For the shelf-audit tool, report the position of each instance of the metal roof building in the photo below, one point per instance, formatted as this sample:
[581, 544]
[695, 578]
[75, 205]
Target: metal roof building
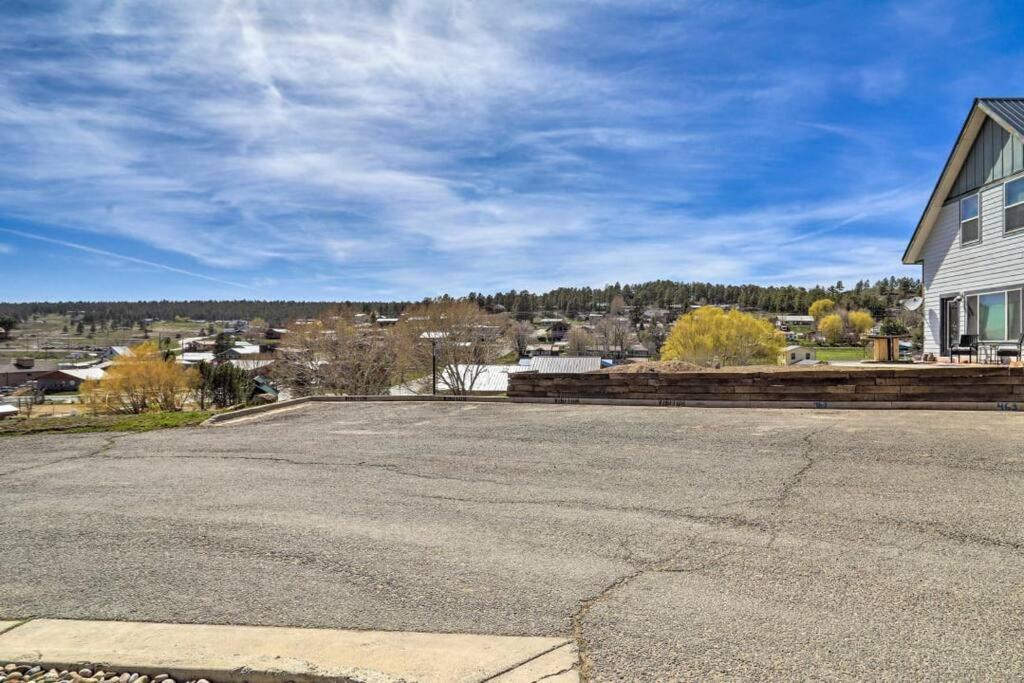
[562, 364]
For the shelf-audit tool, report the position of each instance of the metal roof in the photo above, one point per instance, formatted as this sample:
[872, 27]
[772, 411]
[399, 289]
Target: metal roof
[492, 379]
[563, 364]
[1010, 110]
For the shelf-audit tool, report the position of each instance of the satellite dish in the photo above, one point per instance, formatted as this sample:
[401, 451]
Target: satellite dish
[913, 303]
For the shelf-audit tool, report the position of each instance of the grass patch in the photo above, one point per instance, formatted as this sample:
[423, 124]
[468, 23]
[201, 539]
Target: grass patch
[842, 353]
[102, 423]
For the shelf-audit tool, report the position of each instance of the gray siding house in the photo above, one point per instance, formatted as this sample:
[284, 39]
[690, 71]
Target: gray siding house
[970, 241]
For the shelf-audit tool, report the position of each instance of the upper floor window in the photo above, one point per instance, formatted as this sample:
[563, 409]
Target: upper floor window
[970, 223]
[1014, 205]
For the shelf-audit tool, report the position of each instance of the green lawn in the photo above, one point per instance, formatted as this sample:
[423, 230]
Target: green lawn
[842, 353]
[102, 423]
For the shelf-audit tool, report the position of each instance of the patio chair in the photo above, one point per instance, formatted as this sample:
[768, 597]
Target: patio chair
[1011, 350]
[968, 346]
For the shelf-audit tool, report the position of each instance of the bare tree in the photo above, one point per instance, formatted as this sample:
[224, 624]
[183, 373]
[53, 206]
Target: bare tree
[332, 355]
[459, 336]
[612, 335]
[579, 341]
[519, 334]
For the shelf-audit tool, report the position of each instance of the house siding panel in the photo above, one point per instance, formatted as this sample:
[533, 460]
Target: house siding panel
[949, 269]
[995, 155]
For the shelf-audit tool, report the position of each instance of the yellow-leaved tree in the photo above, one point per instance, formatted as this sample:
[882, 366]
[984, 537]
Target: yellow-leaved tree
[733, 338]
[832, 327]
[820, 308]
[141, 381]
[860, 321]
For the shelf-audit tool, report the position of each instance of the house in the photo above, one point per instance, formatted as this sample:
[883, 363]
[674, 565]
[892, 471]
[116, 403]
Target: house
[795, 353]
[242, 349]
[555, 329]
[25, 370]
[565, 364]
[785, 321]
[483, 379]
[116, 352]
[970, 238]
[196, 357]
[68, 380]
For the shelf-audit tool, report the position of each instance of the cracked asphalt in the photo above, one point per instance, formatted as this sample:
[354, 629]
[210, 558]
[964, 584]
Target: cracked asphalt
[672, 544]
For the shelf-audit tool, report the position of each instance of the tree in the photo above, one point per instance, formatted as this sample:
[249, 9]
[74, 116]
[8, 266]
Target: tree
[462, 336]
[733, 338]
[832, 328]
[221, 344]
[617, 305]
[332, 355]
[140, 382]
[820, 308]
[222, 385]
[611, 335]
[519, 334]
[860, 321]
[579, 341]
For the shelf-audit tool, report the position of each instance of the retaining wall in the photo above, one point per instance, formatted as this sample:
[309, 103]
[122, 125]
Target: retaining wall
[968, 387]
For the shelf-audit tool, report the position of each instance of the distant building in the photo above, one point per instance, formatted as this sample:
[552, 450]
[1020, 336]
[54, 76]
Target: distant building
[117, 351]
[484, 379]
[565, 364]
[68, 380]
[785, 321]
[554, 330]
[795, 353]
[25, 370]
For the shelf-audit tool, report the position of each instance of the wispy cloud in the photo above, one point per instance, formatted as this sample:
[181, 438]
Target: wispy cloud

------------------------------------------------------------------------

Task goal:
Reproduce all of the material above line for line, without changing any wording or numbers. Leave the pictures out of your answer.

Problem solution:
For the shelf-audit tool, report the position of each instance of the metal roof building in the photo below, one point per instance, formatted as this sample:
[581, 544]
[695, 578]
[75, 205]
Target: metal roof building
[562, 364]
For the shelf-audit tool, report the position of each instance of the metal roof in the photo above, one point per instance, formatted as this sample:
[872, 27]
[772, 411]
[399, 289]
Target: metal roof
[492, 379]
[563, 364]
[1010, 110]
For the shelf-audit tool, report the position of each instance of the satellite dish in the photo above, one point per instance, formatted as this sample:
[401, 451]
Target: satellite dish
[913, 303]
For the shelf-audit tool, report the position of each instance of the grass patch in the photo above, one point per instance, formatted as this sample:
[423, 124]
[468, 23]
[201, 539]
Target: grass patch
[842, 353]
[102, 423]
For the shelf-audit tool, report the position of each instance of the gray siding house in the photo above, one point per instance, formatted as this sample:
[284, 39]
[690, 71]
Target: gray siding house
[970, 241]
For the shelf-audit tool, report the position of each instance of the upper floor window in the photo above, one point per instance, formatted as this sample:
[563, 409]
Target: upper floor window
[970, 223]
[1014, 205]
For the shelf-audit tool, report the position of each instance of the green lawn in the photo above, one point per instance, formatted as this sample:
[423, 230]
Target: green lawn
[842, 353]
[102, 423]
For the shelf-audit tool, report the position of each instance of the patio chair in the photo above, one point per instance, formatted as this sample:
[768, 597]
Target: patio chair
[1011, 350]
[968, 346]
For the shelf-audit tool, report the position of each instance of the bare tree in the photo above, one point per instance, formatted as this sample:
[224, 624]
[183, 373]
[53, 206]
Target: bare tree
[332, 355]
[459, 336]
[612, 335]
[579, 341]
[519, 334]
For the shelf-audit tool, report the position of each instance of the house siding panel in the photo above, one point per instance, formatted as this sample:
[533, 460]
Target: house siding panel
[949, 269]
[995, 155]
For the shelf-audit tool, report the position of each instance of the yellow-leaved tree in the photo above, one point per instance, formatted as this sample:
[882, 366]
[984, 537]
Target: yellow-leaved tree
[733, 338]
[832, 327]
[820, 308]
[141, 381]
[860, 321]
For the shelf-audit tool, report the position of each instance of the house in the photo above, one point per instance, formatted as this sample:
[883, 363]
[674, 565]
[892, 471]
[116, 403]
Target: house
[795, 353]
[242, 349]
[555, 329]
[25, 370]
[565, 364]
[785, 321]
[483, 379]
[116, 352]
[970, 238]
[196, 357]
[68, 380]
For the shelf-audit tool, report the position of each instance of the cracked asphalt in the photo above, one point per instance, formatted as this sample:
[354, 629]
[210, 558]
[964, 584]
Target: cracked asphalt
[672, 544]
For the shelf-audit tool, report the position of each instance of the tree in the photo above, one point per instance, formatted as this sample:
[249, 9]
[74, 116]
[8, 266]
Target: tree
[462, 336]
[733, 338]
[832, 328]
[221, 344]
[617, 305]
[332, 355]
[140, 382]
[820, 308]
[222, 385]
[611, 335]
[519, 334]
[860, 321]
[579, 341]
For the shelf-audit tool, report the position of each instance of the retaining wall in the photo above, one point per instance, formatted as this sample:
[309, 103]
[122, 125]
Target: retaining wall
[968, 387]
For the shelf-audit tool, report the position of each instance of the distant building in the photo above, one point per instance, formatted as this sample:
[552, 450]
[1020, 336]
[54, 76]
Target: distant building
[117, 351]
[484, 379]
[565, 364]
[68, 380]
[785, 321]
[554, 330]
[795, 353]
[25, 370]
For the shelf-audit tool, report the position of each instance of the wispy cloud in the photo above, one point per instance, formatted as this sample:
[181, 438]
Target: wispy cloud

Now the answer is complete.